■ WHAT YOU HAVE TO DO ■
From the entries below, count every line that contains the word "Task". Please give the number and nothing else.

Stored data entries

++++++

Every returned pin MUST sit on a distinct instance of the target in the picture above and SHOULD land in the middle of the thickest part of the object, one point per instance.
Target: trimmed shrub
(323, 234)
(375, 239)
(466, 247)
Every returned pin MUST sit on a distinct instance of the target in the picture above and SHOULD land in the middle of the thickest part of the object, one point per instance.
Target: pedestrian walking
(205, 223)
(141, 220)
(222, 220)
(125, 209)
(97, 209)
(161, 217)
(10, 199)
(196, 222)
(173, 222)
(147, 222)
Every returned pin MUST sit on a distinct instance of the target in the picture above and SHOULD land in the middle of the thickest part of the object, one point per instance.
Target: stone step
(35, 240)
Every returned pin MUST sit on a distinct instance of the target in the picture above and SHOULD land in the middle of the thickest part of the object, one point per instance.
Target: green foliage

++++++

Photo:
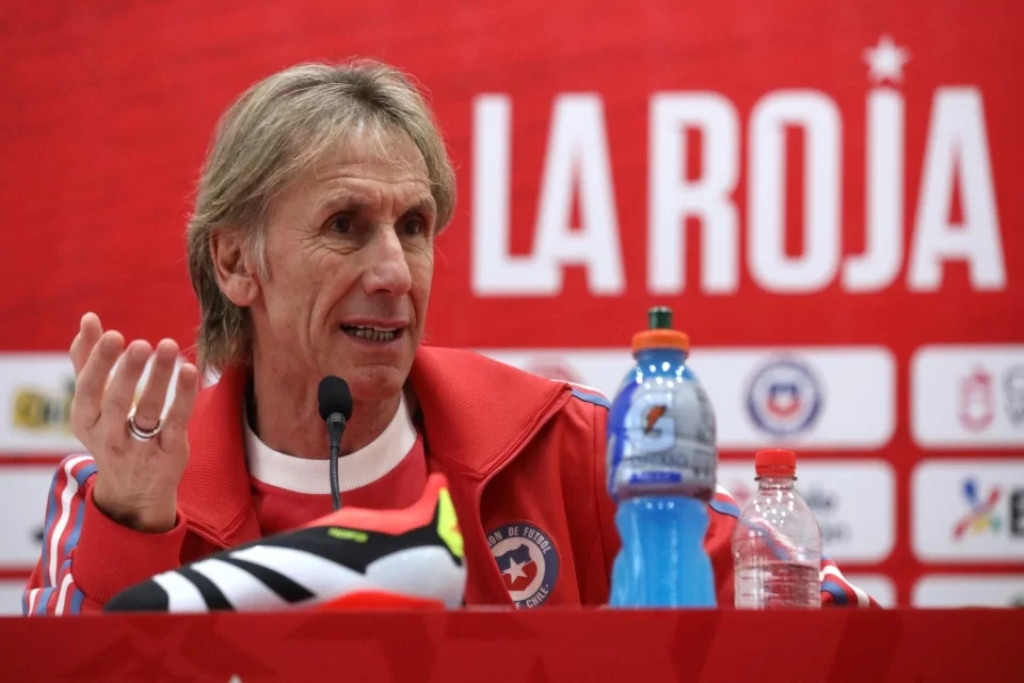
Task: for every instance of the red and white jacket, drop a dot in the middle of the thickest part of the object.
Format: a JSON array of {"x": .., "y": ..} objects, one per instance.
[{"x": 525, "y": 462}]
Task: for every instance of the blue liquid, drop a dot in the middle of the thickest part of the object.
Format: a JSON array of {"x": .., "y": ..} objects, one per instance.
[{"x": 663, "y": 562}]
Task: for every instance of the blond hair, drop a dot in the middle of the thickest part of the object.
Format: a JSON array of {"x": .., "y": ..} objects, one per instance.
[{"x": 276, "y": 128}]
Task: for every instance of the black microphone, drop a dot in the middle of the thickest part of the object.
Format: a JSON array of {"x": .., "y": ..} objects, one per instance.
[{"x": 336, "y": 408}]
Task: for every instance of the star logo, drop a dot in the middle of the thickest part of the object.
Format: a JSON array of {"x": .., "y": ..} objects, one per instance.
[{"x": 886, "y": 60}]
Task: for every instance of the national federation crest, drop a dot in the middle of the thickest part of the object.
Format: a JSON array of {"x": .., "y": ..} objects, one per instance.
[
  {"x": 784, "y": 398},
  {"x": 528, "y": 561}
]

++++++

■ ANSWER BOX ■
6